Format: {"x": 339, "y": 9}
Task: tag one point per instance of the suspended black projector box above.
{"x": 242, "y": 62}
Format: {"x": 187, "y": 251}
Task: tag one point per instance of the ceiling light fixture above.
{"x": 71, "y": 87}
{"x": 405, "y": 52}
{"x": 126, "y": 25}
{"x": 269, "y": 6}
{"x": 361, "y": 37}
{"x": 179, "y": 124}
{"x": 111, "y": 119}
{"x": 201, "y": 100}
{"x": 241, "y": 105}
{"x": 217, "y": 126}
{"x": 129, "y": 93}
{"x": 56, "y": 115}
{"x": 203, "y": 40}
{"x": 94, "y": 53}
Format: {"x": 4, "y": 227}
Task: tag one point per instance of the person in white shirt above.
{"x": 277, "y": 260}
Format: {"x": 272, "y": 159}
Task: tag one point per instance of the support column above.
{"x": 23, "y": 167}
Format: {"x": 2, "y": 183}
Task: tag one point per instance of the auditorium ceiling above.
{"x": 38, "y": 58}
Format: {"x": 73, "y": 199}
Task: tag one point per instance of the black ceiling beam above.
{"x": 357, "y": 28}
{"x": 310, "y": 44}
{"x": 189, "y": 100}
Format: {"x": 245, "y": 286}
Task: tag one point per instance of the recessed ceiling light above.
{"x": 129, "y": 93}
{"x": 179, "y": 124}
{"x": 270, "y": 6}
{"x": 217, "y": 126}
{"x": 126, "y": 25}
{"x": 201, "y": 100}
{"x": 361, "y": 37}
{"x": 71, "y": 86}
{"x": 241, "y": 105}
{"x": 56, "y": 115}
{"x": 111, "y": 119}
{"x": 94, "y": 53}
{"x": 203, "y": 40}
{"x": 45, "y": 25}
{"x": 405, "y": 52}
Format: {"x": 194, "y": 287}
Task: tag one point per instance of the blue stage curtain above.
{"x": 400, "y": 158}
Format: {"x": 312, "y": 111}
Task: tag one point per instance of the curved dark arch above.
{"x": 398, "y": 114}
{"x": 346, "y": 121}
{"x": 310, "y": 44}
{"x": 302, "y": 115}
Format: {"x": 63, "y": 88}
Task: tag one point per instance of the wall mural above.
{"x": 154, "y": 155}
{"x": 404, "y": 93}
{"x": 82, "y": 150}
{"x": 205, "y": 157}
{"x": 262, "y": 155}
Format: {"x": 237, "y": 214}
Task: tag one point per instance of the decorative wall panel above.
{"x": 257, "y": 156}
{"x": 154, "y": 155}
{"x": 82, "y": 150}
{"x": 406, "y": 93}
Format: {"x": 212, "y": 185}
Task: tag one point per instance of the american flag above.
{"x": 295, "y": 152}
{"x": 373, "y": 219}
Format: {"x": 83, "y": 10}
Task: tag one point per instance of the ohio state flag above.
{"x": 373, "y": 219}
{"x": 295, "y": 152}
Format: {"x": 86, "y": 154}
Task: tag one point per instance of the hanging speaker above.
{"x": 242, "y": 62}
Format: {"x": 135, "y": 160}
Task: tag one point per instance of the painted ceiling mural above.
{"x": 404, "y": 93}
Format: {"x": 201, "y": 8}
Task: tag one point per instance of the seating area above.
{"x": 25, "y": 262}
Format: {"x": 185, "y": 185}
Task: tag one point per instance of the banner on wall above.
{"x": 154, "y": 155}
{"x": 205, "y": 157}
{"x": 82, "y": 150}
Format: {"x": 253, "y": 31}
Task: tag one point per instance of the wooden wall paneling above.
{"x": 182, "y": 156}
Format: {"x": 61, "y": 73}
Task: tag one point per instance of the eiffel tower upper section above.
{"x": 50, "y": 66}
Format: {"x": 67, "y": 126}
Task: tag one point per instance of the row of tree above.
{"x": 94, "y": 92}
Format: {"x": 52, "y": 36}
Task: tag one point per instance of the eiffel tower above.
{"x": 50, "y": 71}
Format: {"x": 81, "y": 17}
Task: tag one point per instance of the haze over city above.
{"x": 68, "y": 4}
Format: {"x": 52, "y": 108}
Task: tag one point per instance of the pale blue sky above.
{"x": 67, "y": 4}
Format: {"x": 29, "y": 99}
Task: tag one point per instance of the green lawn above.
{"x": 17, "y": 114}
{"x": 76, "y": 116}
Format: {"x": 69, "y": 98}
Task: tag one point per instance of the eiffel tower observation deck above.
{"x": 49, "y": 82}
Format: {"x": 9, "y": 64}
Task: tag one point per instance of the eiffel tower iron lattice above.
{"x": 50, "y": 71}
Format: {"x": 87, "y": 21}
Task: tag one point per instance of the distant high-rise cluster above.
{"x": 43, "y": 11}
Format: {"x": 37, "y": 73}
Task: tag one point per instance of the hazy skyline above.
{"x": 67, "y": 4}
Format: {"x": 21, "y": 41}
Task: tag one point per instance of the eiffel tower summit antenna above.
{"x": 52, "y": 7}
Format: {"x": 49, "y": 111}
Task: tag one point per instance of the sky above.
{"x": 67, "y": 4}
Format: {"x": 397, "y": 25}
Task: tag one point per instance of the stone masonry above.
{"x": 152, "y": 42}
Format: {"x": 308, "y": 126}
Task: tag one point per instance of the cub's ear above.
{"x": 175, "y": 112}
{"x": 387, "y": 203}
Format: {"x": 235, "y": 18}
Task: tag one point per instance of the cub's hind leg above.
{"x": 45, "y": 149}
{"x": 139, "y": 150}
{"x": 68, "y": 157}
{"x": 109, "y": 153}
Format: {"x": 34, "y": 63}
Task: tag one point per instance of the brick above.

ASSIGNMENT — Please write out the entries above in full, exactly as they read.

EXERCISE OUTPUT —
Format: {"x": 339, "y": 9}
Task: tag one point per instance of the suspended black projector box above.
{"x": 242, "y": 62}
Format: {"x": 187, "y": 251}
Task: tag one point per instance of the ceiling light fixture above.
{"x": 71, "y": 87}
{"x": 405, "y": 52}
{"x": 126, "y": 25}
{"x": 269, "y": 6}
{"x": 361, "y": 37}
{"x": 179, "y": 124}
{"x": 111, "y": 119}
{"x": 201, "y": 100}
{"x": 241, "y": 105}
{"x": 217, "y": 126}
{"x": 129, "y": 93}
{"x": 56, "y": 115}
{"x": 203, "y": 40}
{"x": 94, "y": 53}
Format: {"x": 4, "y": 227}
Task: tag one point per instance of the person in white shirt above.
{"x": 277, "y": 260}
Format: {"x": 272, "y": 159}
Task: tag one point per instance of the support column above.
{"x": 23, "y": 167}
Format: {"x": 2, "y": 183}
Task: tag one point per instance of the auditorium ceiling above.
{"x": 38, "y": 58}
Format: {"x": 73, "y": 199}
Task: tag one point per instance of the black ceiling beam above.
{"x": 357, "y": 28}
{"x": 310, "y": 44}
{"x": 189, "y": 100}
Format: {"x": 245, "y": 286}
Task: tag one point per instance of the recessed ceiling light above.
{"x": 129, "y": 93}
{"x": 179, "y": 124}
{"x": 270, "y": 6}
{"x": 217, "y": 126}
{"x": 126, "y": 25}
{"x": 201, "y": 100}
{"x": 361, "y": 37}
{"x": 71, "y": 86}
{"x": 241, "y": 105}
{"x": 56, "y": 115}
{"x": 111, "y": 119}
{"x": 94, "y": 53}
{"x": 203, "y": 40}
{"x": 45, "y": 25}
{"x": 405, "y": 52}
Format: {"x": 194, "y": 287}
Task: tag one point per instance of the blue stage curtain above.
{"x": 400, "y": 158}
Format: {"x": 312, "y": 111}
Task: tag one point per instance of the curved dark arch above.
{"x": 398, "y": 114}
{"x": 346, "y": 121}
{"x": 310, "y": 44}
{"x": 302, "y": 115}
Format: {"x": 63, "y": 88}
Task: tag one point per instance of the wall mural above.
{"x": 154, "y": 155}
{"x": 404, "y": 93}
{"x": 82, "y": 150}
{"x": 205, "y": 157}
{"x": 262, "y": 155}
Format: {"x": 237, "y": 214}
Task: tag one point per instance of the decorative wall panel above.
{"x": 257, "y": 156}
{"x": 154, "y": 155}
{"x": 82, "y": 150}
{"x": 406, "y": 93}
Format: {"x": 212, "y": 185}
Task: tag one point per instance of the american flag above.
{"x": 295, "y": 152}
{"x": 373, "y": 219}
Format: {"x": 83, "y": 10}
Task: tag one point per instance of the ohio state flag above.
{"x": 373, "y": 219}
{"x": 295, "y": 152}
Format: {"x": 86, "y": 154}
Task: tag one point per instance of the hanging speaker above.
{"x": 242, "y": 62}
Format: {"x": 135, "y": 160}
Task: tag one point per instance of the painted ceiling mural above.
{"x": 404, "y": 93}
Format: {"x": 201, "y": 8}
Task: tag one point per instance of the seating area above.
{"x": 25, "y": 262}
Format: {"x": 185, "y": 185}
Task: tag one point per instance of the banner on wall above.
{"x": 154, "y": 155}
{"x": 205, "y": 157}
{"x": 82, "y": 150}
Format: {"x": 253, "y": 31}
Task: tag one point per instance of the wooden wall paneling above.
{"x": 182, "y": 156}
Format: {"x": 61, "y": 73}
Task: tag one point per instance of the eiffel tower upper section above.
{"x": 50, "y": 66}
Format: {"x": 67, "y": 126}
Task: tag one point per instance of the row of tree above.
{"x": 94, "y": 92}
Format: {"x": 52, "y": 36}
Task: tag one point per instance of the eiffel tower above.
{"x": 50, "y": 71}
Format: {"x": 81, "y": 17}
Task: tag one point per instance of the haze over city above.
{"x": 68, "y": 4}
Format: {"x": 52, "y": 108}
Task: tag one point per instance of the pale blue sky above.
{"x": 67, "y": 4}
Format: {"x": 29, "y": 99}
Task: tag one point per instance of the green lawn above.
{"x": 17, "y": 114}
{"x": 76, "y": 116}
Format: {"x": 69, "y": 98}
Task: tag one point per instance of the eiffel tower observation deck above.
{"x": 49, "y": 82}
Format: {"x": 9, "y": 64}
Task: tag one point per instance of the eiffel tower iron lattice above.
{"x": 50, "y": 71}
Format: {"x": 87, "y": 21}
Task: tag one point per instance of the distant high-rise cluster above.
{"x": 43, "y": 11}
Format: {"x": 37, "y": 73}
Task: tag one point per instance of the hazy skyline above.
{"x": 67, "y": 4}
Format: {"x": 21, "y": 41}
Task: tag one point per instance of the eiffel tower summit antenna above.
{"x": 52, "y": 7}
Format: {"x": 49, "y": 111}
Task: tag one point per instance of the sky above.
{"x": 67, "y": 4}
Format: {"x": 397, "y": 25}
Task: tag one point per instance of the stone masonry above.
{"x": 152, "y": 42}
Format: {"x": 308, "y": 126}
Task: tag one point per instance of the cub's ear above.
{"x": 175, "y": 112}
{"x": 387, "y": 203}
Format: {"x": 235, "y": 18}
Task: tag one point per instance of the cub's hind leg above.
{"x": 45, "y": 149}
{"x": 139, "y": 150}
{"x": 68, "y": 157}
{"x": 109, "y": 153}
Format: {"x": 34, "y": 63}
Task: tag one point per instance of the brick above.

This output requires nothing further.